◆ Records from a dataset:
===

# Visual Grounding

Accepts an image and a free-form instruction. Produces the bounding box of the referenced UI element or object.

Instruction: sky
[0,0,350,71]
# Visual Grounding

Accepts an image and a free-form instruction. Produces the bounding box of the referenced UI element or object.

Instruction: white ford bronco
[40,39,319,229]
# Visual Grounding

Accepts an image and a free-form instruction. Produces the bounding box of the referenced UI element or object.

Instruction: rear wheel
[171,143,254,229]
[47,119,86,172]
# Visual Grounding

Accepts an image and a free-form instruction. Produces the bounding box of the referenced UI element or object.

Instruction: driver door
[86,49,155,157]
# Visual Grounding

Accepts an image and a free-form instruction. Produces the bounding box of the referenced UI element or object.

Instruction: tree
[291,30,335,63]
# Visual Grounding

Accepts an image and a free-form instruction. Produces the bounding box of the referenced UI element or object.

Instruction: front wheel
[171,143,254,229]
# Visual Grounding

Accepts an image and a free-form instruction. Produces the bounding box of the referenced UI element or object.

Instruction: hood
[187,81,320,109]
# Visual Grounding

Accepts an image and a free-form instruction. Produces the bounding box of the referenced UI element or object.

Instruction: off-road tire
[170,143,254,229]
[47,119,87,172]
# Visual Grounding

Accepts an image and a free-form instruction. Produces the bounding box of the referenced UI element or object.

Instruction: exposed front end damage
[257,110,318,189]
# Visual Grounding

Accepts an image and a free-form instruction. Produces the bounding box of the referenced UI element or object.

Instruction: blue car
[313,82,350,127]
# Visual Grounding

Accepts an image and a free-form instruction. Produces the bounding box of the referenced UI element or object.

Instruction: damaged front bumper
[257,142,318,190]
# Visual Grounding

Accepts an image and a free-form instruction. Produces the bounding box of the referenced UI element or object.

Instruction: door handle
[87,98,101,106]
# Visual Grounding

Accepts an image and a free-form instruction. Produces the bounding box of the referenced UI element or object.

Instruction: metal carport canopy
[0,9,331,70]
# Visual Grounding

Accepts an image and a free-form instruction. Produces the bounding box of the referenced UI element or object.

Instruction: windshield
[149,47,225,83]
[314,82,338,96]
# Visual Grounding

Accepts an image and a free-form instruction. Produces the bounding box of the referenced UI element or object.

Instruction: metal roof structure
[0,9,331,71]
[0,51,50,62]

===

Find each line in the rows above that contains the word "door", and copy those lines.

Instruction: driver door
Instruction: door handle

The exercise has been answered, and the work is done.